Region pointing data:
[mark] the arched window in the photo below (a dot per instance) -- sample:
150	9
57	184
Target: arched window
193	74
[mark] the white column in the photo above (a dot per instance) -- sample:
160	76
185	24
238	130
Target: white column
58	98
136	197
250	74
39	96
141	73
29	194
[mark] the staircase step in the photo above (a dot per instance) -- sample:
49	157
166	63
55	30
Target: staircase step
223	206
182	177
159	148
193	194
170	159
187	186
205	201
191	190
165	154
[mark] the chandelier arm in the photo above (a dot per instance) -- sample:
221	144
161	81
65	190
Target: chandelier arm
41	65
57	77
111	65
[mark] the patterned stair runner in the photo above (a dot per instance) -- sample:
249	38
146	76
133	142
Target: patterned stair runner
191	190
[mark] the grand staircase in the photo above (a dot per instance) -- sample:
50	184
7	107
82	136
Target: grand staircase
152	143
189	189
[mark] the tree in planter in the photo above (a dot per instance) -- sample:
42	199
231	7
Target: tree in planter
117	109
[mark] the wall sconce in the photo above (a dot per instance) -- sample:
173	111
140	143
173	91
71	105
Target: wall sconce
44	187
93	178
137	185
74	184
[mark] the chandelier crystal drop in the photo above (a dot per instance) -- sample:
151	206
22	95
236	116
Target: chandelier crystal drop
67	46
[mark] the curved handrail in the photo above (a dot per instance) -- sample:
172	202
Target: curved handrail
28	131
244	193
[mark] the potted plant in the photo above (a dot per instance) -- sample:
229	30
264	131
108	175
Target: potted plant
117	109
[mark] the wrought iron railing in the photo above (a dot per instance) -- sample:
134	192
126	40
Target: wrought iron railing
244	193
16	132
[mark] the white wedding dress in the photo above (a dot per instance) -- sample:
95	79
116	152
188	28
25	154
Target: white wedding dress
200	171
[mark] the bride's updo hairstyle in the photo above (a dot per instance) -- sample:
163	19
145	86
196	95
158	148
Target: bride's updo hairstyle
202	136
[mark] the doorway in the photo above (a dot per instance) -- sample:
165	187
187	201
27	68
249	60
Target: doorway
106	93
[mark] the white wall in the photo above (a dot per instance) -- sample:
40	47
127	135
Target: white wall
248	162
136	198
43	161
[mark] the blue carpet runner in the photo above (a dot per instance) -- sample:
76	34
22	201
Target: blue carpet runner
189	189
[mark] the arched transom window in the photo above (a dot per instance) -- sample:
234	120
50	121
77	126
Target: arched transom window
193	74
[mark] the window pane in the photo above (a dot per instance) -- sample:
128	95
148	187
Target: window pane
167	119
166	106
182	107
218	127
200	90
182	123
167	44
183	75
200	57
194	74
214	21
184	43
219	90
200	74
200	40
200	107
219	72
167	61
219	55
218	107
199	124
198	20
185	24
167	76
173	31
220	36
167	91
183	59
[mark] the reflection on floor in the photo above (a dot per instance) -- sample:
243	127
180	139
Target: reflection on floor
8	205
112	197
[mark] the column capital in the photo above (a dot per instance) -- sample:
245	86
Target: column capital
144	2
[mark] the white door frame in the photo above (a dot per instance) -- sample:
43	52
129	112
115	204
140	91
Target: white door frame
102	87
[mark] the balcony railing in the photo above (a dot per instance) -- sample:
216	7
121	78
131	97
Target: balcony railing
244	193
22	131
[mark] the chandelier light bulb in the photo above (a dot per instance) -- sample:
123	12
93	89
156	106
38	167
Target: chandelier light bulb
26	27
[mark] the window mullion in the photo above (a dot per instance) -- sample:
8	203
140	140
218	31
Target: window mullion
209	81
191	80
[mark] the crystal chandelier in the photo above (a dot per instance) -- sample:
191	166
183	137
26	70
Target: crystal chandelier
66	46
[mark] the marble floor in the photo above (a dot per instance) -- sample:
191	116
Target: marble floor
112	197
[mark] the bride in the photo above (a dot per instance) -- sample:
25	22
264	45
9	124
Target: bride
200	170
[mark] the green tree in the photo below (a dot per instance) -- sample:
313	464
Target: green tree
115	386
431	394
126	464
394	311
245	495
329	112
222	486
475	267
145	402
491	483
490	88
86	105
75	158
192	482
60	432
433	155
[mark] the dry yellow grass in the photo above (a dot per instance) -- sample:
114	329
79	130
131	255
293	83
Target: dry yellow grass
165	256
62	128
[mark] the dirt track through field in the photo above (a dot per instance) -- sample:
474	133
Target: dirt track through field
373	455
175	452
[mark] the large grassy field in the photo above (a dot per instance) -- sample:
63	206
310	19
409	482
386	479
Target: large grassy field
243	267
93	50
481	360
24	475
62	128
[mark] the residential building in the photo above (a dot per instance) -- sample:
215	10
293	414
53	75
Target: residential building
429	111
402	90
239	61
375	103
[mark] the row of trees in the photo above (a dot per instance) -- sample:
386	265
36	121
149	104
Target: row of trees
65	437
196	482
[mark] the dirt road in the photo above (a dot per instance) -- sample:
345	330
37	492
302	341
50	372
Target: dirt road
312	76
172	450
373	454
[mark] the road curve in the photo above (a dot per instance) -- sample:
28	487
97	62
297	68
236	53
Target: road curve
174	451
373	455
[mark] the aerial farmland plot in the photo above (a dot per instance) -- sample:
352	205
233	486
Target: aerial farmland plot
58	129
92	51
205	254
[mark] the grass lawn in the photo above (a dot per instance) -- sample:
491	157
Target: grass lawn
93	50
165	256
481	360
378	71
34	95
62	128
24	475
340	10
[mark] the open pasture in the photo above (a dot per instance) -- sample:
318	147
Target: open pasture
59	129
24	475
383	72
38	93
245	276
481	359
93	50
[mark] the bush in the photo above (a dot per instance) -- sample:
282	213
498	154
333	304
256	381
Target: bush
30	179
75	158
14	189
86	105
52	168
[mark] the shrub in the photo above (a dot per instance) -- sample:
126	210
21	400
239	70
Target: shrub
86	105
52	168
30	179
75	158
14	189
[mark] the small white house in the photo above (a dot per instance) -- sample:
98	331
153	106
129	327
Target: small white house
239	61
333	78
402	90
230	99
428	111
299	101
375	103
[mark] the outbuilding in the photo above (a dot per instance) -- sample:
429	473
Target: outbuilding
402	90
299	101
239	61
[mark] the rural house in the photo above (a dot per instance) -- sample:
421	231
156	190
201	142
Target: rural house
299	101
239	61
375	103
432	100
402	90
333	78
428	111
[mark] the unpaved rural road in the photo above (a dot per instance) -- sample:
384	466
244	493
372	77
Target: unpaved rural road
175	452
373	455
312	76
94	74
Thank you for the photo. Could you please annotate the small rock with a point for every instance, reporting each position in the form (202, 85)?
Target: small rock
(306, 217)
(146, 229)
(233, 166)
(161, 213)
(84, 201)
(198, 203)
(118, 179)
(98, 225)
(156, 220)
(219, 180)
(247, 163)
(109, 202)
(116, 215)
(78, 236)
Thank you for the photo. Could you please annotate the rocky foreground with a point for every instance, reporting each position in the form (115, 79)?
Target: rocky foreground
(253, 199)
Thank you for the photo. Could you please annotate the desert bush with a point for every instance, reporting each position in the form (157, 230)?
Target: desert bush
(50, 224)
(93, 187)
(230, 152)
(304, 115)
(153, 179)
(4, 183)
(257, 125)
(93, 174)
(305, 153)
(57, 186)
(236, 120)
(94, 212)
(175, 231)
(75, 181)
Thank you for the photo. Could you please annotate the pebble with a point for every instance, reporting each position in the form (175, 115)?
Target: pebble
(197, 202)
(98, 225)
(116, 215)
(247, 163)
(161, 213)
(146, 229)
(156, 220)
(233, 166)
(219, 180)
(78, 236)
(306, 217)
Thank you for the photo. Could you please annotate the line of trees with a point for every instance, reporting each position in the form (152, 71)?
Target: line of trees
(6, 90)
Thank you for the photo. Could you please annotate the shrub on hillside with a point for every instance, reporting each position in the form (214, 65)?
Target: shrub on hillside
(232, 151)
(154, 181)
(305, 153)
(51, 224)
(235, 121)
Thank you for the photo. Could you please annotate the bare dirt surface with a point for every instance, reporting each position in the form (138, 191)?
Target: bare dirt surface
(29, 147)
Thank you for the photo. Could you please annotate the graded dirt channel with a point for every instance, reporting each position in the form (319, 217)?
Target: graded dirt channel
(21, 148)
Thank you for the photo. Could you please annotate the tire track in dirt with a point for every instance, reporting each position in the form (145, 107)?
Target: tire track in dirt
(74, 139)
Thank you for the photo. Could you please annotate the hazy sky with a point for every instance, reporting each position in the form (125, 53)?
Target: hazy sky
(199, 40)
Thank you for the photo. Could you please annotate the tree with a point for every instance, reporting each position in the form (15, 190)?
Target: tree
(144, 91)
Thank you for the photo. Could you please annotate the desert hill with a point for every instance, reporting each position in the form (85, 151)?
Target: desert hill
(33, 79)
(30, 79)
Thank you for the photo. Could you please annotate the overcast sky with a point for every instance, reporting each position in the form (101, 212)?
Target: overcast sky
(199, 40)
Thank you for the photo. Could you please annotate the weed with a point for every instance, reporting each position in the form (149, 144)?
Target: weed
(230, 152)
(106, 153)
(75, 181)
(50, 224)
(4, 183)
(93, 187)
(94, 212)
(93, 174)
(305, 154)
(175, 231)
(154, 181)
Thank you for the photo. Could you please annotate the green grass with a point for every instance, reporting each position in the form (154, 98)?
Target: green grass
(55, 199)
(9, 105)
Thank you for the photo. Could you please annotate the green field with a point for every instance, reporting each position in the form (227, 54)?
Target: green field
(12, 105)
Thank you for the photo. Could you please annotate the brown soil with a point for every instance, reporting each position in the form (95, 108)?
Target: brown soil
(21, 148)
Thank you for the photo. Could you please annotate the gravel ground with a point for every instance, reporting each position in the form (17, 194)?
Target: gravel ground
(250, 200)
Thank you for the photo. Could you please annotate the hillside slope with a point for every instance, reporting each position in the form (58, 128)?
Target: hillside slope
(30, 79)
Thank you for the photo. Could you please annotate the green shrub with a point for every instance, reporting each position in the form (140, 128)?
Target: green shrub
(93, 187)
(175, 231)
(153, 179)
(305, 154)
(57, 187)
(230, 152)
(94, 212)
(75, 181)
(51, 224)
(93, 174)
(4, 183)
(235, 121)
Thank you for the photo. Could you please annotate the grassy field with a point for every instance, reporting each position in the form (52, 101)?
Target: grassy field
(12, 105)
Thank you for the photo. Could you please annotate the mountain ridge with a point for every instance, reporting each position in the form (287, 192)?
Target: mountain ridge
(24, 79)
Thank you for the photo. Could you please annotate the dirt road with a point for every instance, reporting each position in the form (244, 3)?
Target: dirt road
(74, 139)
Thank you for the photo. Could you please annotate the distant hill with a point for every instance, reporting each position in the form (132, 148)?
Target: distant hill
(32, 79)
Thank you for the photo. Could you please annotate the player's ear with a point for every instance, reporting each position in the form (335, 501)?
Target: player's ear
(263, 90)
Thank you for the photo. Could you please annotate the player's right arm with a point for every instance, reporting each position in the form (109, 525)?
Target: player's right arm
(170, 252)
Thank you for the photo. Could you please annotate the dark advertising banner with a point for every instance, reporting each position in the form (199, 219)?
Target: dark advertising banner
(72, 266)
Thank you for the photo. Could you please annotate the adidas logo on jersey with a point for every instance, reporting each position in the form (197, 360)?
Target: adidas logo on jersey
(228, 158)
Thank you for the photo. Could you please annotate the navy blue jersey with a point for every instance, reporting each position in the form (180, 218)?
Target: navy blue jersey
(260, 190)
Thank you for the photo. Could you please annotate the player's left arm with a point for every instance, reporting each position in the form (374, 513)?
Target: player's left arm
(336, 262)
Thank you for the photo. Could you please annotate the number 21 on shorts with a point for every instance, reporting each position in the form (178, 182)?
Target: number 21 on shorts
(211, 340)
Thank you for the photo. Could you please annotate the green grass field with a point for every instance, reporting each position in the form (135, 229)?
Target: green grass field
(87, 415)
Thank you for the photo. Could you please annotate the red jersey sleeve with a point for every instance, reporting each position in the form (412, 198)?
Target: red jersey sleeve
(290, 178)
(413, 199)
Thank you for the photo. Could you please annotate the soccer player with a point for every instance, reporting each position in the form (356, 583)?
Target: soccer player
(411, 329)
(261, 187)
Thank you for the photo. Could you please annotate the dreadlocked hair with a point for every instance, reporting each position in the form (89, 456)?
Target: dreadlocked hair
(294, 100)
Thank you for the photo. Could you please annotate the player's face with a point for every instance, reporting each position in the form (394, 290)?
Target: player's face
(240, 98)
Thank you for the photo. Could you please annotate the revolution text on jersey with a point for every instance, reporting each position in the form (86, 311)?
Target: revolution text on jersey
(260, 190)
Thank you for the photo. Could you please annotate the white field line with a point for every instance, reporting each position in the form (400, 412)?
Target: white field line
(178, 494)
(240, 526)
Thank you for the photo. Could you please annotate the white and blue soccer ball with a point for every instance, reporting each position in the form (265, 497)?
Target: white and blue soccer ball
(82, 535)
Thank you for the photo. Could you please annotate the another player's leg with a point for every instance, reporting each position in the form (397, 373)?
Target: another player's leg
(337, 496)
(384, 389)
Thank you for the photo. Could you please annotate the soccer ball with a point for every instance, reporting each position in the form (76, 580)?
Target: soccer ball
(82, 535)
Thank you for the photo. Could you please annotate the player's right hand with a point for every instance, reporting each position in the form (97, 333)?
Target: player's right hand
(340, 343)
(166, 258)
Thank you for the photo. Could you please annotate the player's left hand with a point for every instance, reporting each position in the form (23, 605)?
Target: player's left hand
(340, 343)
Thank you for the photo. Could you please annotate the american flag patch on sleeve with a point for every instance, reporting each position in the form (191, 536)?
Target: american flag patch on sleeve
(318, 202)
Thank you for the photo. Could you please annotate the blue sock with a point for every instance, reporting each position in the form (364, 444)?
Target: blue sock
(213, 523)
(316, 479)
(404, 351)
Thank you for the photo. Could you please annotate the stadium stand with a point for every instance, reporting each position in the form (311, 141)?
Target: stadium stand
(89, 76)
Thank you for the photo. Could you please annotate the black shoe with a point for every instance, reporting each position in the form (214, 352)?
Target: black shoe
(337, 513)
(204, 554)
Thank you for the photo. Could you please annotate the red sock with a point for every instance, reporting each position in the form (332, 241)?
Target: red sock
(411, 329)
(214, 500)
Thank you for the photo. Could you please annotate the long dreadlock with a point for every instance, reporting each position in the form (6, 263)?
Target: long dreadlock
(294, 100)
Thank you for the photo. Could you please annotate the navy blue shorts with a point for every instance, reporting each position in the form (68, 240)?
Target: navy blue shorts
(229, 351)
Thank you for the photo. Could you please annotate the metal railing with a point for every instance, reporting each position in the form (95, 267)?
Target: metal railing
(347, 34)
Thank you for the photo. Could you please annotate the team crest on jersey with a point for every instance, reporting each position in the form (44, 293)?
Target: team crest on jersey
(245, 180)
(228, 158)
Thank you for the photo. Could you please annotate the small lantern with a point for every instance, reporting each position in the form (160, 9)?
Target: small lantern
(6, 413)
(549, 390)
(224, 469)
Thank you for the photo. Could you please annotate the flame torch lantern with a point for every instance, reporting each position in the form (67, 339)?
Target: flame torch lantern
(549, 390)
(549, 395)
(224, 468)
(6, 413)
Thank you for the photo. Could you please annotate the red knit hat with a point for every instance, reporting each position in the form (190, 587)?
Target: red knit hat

EXERCISE DETAILS: Select and copy every line from the records that includes the word "below".

WRITTEN RESPONSE:
[mark] the arched window in the photo below (a dot per instance) -- sample:
[mark] the green tree in the photo below (a dot per instance) -- sample:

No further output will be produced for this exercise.